═════ DATASET EXCERPTS
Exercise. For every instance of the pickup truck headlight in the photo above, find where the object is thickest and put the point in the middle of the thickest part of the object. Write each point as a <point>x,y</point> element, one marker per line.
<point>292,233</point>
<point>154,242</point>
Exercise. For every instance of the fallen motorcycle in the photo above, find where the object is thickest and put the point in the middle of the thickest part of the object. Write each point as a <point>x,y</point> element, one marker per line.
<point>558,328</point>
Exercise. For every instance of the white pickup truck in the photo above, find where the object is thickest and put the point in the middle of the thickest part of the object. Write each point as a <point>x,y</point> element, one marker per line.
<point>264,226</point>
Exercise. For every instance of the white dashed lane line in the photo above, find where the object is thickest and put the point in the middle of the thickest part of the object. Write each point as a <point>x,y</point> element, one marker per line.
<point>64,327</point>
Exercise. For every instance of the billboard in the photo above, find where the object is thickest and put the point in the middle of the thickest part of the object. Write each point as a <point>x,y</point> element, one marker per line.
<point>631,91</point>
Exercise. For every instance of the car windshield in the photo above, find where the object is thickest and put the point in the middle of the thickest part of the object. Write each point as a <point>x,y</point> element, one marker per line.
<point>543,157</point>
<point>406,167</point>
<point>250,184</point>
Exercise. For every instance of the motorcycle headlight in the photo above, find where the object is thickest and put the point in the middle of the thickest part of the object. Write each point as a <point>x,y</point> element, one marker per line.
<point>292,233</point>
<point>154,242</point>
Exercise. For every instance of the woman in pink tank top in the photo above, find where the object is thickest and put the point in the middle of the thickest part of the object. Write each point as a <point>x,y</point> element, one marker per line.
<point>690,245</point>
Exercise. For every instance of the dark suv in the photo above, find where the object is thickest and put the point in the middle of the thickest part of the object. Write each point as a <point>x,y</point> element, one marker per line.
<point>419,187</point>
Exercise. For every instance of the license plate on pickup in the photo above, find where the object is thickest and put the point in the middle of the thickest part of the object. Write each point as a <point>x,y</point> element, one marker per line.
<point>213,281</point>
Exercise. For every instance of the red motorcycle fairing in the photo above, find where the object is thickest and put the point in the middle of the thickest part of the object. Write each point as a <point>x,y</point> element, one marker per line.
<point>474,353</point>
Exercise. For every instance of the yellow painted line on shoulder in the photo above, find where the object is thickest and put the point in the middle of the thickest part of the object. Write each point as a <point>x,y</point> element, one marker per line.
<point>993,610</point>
══════════
WHAT IS EXPECTED
Copy out all the items above again, swapping "thickest" for "widest" wherever it occurs and leaving everything else unchanged.

THE OUTPUT
Exercise. For every instance of the pickup truck headlight in the photo above, find where the object is widest and put the point in the middle of the widest part of the object. Write each point as a <point>x,y</point> element, one marker per line.
<point>292,233</point>
<point>154,242</point>
Exercise. For every instance of the fallen motorcycle in the photo above, find where the object is widest and put the point in the middle of the widest part of the object. Write each point as a <point>x,y</point> element, one marker per line.
<point>558,328</point>
Exercise. For every instance of the white pickup truck in the photo above, find where the object is widest and put the point in the middle of the widest part of the object. Write each point as a <point>x,y</point> element, one marker per line.
<point>264,226</point>
Exercise. For every instance of the white dashed lane line in the photo above, find where the object is widest and put the point in the middle of the widest part of the object. Write each point as a <point>x,y</point> element, one marker per line.
<point>64,327</point>
Exercise. For every instance of the billboard in the photo above, find where the object is widest and put the point in the middle of the widest part of the object. Write each point as a <point>x,y</point> element, one marker per line.
<point>631,91</point>
Exercise. For every instance of the car windshield in the photo above, find where the object is widest and put the point in the middle of the widest part of the object. Write each point as a <point>x,y</point> element, one marker per line.
<point>543,157</point>
<point>406,167</point>
<point>250,184</point>
Exercise. For every instance of the motorcycle headlight in the photo above, find where the object is widest and put the point in the middle of the widest part of the object. Write each point as a <point>x,y</point> element, one marker per line.
<point>292,233</point>
<point>154,242</point>
Exercise. For every instance of the woman in pink tank top in the photo above, find where the object is widest and put the point in the middle of the widest part of the object. Write each point as a <point>x,y</point> element, one marker per line.
<point>690,245</point>
Exercise. For every instance of the dark suv in the photo above, find where the object is widest and put the point in the middle of the widest part of the object. Write each point as a <point>x,y</point> element, one marker per line.
<point>419,187</point>
Exercise. For every instance of the license plate on pickup in the photo above, find where the object is widest and put the point in the middle of the widest part of the object. Write each point as a <point>x,y</point> element, one marker per line.
<point>213,281</point>
Exercise. For every instance of the red motorcycle fairing in the photo above, find where the object is widest and put the point in the middle of the widest part of the object. Write each point as a <point>x,y</point> element, one marker per line.
<point>474,353</point>
Exercise. For every instance of the yellow painted line on shoulder in the photo above, find where the object is widest and put the point in the middle of the widest part of the object. Write each point as a <point>x,y</point> element, one marker per line.
<point>993,610</point>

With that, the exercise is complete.